ZU ERLEDIGENDE AUFGABEN:
**A.** Gib den Text über Digital Wellbeing von „Die aktuelle Ausrichtung“ bis einschließlich „Usability-Problemen und Nutzungsbarrieren.“ wieder und benenne dabei „Usability-Problemen“ in „Bedienungsproblemen“ um.
**B.** Welche standardisierten UX-Skalen werden im Text über Digital Wellbeing genannt?
**C.** Knüpfe an den Text über Digital Wellbeing an und führe ihn nach seinem letzten Satz weiter.

VORLIEGENDER TEXT:
%%

UX betrachtet, ob Nutzende mit einer App oder Website gut zurechtkommen. Ignoriert wird dabei, dass es langfristige Effekte auf das Wohlbefinden geben kann. Die Digital Wellbeing-Bewegung nimmt sich dieser Lücke an. Lisa Wiese von eye square forscht zu diesem Bereich und erklärt im Interview, wie man das Digitale Wohlbefinden messen und in die UX-Forschung integrieren kann.

Ein gutes Leben führen, für viele gehört Sport dazu. "Digital Wellbeing" analysiert, ob eine App das Leben der Menschen langfristig verbessern kann (Bild: picture alliance / Zoonar | Robert Kneschke).

Warum sollte man sich als Unternehmen neben dem Thema UX auch mit dem Konzept „Digital Wellbeing“ befassen? Inwiefern grenzen sich UX und Digital Wellbeing voneinander ab? 

Lisa Wiese: Digital Wellbeing stellt in gewisser Weise eine Erweiterung des Begriffs User Experience (UX) dar. Dabei werden das menschliche Erleben und Wohlbefinden noch ganzheitlicher als bisher bei der Entwicklung und Testung digitaler Produkte und Applikationen berücksichtigt. Für Unternehmen ist das relevant, weil so deren digitales Produkt noch besser an die Bedürfnisse der Nutzenden angepasst werden kann. Dadurch wird langfristig die Kundenzufriedenheit und Kundenbindung gestärkt, sowie die Wettbewerbsfähigkeit des Unternehmens gesichert.   

Die aktuelle Ausrichtung der User Experience Forschung in der Praxis entspricht eher einer hedonistischen Definition menschlichen Wohlbefindens, also dem Wunsch, sich “gut zu fühlen” und möglichst häufig positive Emotionen und möglichst selten negative Emotionen zu erleben. Typische UX-Ziele sind entsprechend eine kurzfristige, meist auf die Produktinteraktion beschränkte Maximierung positiver Gefühle, zum Beispiel durch die ästhetische Gestaltung des User Interfaces oder das Erzeugen positiver Emotionen bei der Produktnutzung und eine Minimierung negativer Gefühle, zum Beispiel durch das Beheben von Usability-Problemen und Nutzungsbarrieren.  

Dies spiegelt sich auch in standardisierten UX-Skalen wie dem AttrakDiff oder dem UEQ wider. Neben pragmatischen Qualitäten der Produktnutzung, also den klassischen Usability-Faktoren wie Ease of Use, Effizienz oder Nützlichkeit, werden dort auch hedonische Faktoren wie „Stimulation“ oder „Neuartigkeit“ erfasst, deren Optimierung dazu beitragen kann, die Produktinteraktion “angenehmer”, “ansprechender” oder “lustiger” zu machen. In der Praxis wird dieser hedonische Aspekt häufig auch als “Joy of Use” bezeichnet.   

Das Produkt oder die Produktinteraktion wird dabei meist als direkte Quelle positiver oder negativer Gefühle verstanden, die es zu steigern beziehungsweise zu reduzieren gilt (On-Platform-Effekte). Dementsprechend fragen gängige UX-Skalen auch nach einer Bewertung des Produkts oder des User Interfaces an sich.

%%

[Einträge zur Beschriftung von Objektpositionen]

%%

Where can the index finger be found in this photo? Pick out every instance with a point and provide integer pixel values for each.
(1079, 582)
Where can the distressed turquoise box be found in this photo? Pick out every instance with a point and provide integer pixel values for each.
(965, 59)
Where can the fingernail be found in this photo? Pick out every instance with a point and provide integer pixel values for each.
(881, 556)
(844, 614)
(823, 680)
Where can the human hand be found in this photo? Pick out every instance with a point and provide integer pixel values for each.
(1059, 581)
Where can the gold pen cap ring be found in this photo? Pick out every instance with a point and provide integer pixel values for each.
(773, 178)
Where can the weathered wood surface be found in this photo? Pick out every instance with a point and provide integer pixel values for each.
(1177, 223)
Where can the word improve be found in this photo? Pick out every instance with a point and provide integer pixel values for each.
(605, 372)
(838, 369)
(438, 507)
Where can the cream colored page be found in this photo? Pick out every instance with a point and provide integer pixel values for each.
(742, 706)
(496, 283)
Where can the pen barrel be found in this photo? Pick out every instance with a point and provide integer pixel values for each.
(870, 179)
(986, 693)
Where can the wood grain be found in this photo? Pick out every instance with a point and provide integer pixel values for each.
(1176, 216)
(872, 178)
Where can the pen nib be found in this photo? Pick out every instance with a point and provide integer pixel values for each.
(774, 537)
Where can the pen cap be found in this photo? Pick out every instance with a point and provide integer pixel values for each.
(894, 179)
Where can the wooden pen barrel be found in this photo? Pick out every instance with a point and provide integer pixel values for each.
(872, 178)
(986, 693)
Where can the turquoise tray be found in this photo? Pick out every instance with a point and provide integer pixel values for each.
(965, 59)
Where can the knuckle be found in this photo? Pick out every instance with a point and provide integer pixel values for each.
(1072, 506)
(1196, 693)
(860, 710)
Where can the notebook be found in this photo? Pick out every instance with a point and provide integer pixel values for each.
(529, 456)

%%

ERWARTETE ERGEBNISSE:
**A.**
Die aktuelle Ausrichtung der User Experience Forschung in der Praxis entspricht eher einer hedonistischen Definition menschlichen Wohlbefindens, also dem Wunsch, sich “gut zu fühlen” und möglichst häufig positive Emotionen und möglichst selten negative Emotionen zu erleben. Typische UX-Ziele sind entsprechend eine kurzfristige, meist auf die Produktinteraktion beschränkte Maximierung positiver Gefühle, zum Beispiel durch die ästhetische Gestaltung des User Interfaces oder das Erzeugen positiver Emotionen bei der Produktnutzung und eine Minimierung negativer Gefühle, zum Beispiel durch das Beheben von Bedienungsproblemen und Nutzungsbarrieren.

**B.** Der AttrakDiff und der UEQ.

**C.**
Zudem liegt der Fokus der UX-Research meist auf kurzzeitigen Effekten, die in der direkten Produktinteraktion sichtbar werden und folglich auch sehr gut in Lab- oder Remote-UX-Tests gemessen werden können. Langfristige Effekte, die erst mit zeitlicher Verzögerung oder durch wiederholte Interaktionen mit dem Produkt oder Service auftreten (sogenannte Digital Habits) und die über die unmittelbare Nutzung hinausgehen (Off-Platform-Effekte), und gegebenenfalls Auswirkungen auf die mentale Gesundheit, das Sozialverhalten oder die politische Orientierung einer Person haben können, werden meist nicht erfasst und auch nicht mitgedacht. Das liegt auch daran, dass solche langfristigen, Off-Platform-Effekte schwerer zu messen sind. Allerdings sind negative Langzeitfolgen der Nutzung interaktiver Technologien in vielen Lebensbereichen inzwischen gut beforscht.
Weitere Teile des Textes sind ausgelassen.